• [Exercise objective]: Express the entries below as a single numbered list of their lines, leaving out the blank lines.

━━ Data shown ━━

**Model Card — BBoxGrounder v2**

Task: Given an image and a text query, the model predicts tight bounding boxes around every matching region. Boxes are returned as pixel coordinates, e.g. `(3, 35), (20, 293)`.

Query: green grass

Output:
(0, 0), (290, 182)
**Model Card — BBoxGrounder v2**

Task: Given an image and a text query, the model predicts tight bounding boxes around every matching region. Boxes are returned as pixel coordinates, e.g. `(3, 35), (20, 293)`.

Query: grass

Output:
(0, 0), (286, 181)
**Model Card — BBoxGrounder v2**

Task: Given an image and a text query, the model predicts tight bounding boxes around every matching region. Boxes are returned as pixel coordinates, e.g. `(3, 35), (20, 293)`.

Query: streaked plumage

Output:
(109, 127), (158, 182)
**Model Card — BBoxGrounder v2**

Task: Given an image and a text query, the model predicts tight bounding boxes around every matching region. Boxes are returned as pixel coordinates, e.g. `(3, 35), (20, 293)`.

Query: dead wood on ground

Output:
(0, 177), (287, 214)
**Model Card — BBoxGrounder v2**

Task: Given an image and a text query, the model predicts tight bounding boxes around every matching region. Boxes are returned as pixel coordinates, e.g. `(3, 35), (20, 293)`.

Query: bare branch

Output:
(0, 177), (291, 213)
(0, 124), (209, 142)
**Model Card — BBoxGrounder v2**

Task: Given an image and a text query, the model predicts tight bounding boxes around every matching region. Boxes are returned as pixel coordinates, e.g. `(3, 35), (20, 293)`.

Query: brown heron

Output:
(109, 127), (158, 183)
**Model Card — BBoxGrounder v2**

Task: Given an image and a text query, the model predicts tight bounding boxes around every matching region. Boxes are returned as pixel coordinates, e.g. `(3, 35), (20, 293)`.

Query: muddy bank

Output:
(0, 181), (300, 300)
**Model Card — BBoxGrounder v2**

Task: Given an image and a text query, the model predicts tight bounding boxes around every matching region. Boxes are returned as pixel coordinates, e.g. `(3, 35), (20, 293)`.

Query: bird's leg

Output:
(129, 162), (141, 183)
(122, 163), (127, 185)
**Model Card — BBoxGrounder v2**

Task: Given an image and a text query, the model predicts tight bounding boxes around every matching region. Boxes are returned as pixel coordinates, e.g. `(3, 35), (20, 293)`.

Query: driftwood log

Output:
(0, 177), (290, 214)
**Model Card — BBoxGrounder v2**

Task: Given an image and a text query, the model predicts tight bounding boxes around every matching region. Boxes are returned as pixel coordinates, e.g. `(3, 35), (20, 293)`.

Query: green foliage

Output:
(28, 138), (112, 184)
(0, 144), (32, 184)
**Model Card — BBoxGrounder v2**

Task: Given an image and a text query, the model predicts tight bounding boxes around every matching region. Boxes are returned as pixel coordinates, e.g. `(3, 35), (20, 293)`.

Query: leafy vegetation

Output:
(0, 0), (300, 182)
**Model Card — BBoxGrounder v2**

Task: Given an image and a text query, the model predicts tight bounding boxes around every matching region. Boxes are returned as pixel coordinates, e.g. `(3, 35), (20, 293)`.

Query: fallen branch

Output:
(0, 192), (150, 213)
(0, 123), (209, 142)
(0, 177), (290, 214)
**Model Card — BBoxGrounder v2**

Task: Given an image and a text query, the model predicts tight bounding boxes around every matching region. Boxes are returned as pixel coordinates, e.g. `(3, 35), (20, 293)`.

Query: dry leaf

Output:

━━━

• [Response to this exercise]:
1. **Model Card — BBoxGrounder v2**
2. Task: Given an image and a text query, the model predicts tight bounding boxes around every matching region. Boxes are returned as pixel coordinates, e.g. `(3, 35), (20, 293)`.
3. Query: green grass
4. Output:
5. (0, 0), (290, 182)
6. **Model Card — BBoxGrounder v2**
7. Task: Given an image and a text query, the model predicts tight bounding boxes around every matching region. Boxes are returned as pixel coordinates, e.g. `(3, 35), (20, 293)`.
8. Query: grass
9. Output:
10. (0, 0), (286, 181)
11. **Model Card — BBoxGrounder v2**
12. Task: Given an image and a text query, the model predicts tight bounding boxes around every matching region. Boxes are returned as pixel coordinates, e.g. `(3, 35), (20, 293)`.
13. Query: streaked plumage
14. Output:
15. (109, 127), (158, 182)
16. **Model Card — BBoxGrounder v2**
17. Task: Given an image and a text query, the model predicts tight bounding boxes around every matching region. Boxes are returned as pixel coordinates, e.g. `(3, 35), (20, 293)`.
18. Query: dead wood on ground
19. Output:
20. (0, 177), (287, 214)
21. **Model Card — BBoxGrounder v2**
22. Task: Given an image and a text query, the model predicts tight bounding boxes around every matching region. Boxes are returned as pixel coordinates, e.g. `(3, 35), (20, 293)`.
23. Query: bare branch
24. Output:
25. (0, 177), (291, 213)
26. (0, 124), (209, 142)
27. **Model Card — BBoxGrounder v2**
28. Task: Given an image and a text query, the model predicts tight bounding boxes around every matching region. Boxes are returned as pixel coordinates, e.g. `(3, 35), (20, 293)`.
29. Query: brown heron
30. Output:
31. (109, 127), (158, 183)
32. **Model Card — BBoxGrounder v2**
33. Task: Given an image and a text query, the model predicts tight bounding boxes around every matching region. Boxes are returned as pixel coordinates, e.g. `(3, 35), (20, 293)`.
34. Query: muddy bank
35. Output:
36. (0, 181), (300, 300)
37. **Model Card — BBoxGrounder v2**
38. Task: Given an image and a text query, the model predicts tight bounding boxes around every matching region. Boxes are returned as pixel coordinates, e.g. `(3, 35), (20, 293)`.
39. Query: bird's leg
40. Output:
41. (129, 162), (141, 183)
42. (122, 163), (127, 185)
43. **Model Card — BBoxGrounder v2**
44. Task: Given an image and a text query, the model predicts tight bounding boxes around every matching region. Boxes are returned as pixel coordinates, e.g. `(3, 35), (20, 293)`.
45. Query: driftwood log
46. Output:
47. (0, 177), (290, 214)
48. **Model Card — BBoxGrounder v2**
49. Task: Given an image and a text query, the model predicts tight bounding boxes around every matching region. Boxes are returned as pixel coordinates, e.g. `(3, 35), (20, 293)`.
50. Query: green foliage
51. Output:
52. (28, 138), (112, 184)
53. (0, 144), (32, 184)
54. **Model Card — BBoxGrounder v2**
55. Task: Given an image and a text query, the model predicts tight bounding boxes around every matching region. Boxes are returned as pixel coordinates, e.g. `(3, 35), (20, 293)`.
56. Query: leafy vegetation
57. Output:
58. (0, 0), (300, 182)
59. **Model Card — BBoxGrounder v2**
60. Task: Given an image and a text query, the model predicts tight bounding boxes around every matching region. Boxes are returned as pixel coordinates, e.g. `(3, 35), (20, 293)`.
61. Query: fallen branch
62. Output:
63. (0, 192), (150, 213)
64. (0, 123), (209, 142)
65. (0, 177), (290, 214)
66. **Model Card — BBoxGrounder v2**
67. Task: Given an image and a text query, the model predicts tight bounding boxes around every matching region. Boxes are returned as pixel coordinates, e.g. `(3, 35), (20, 293)`.
68. Query: dry leaf
69. Output:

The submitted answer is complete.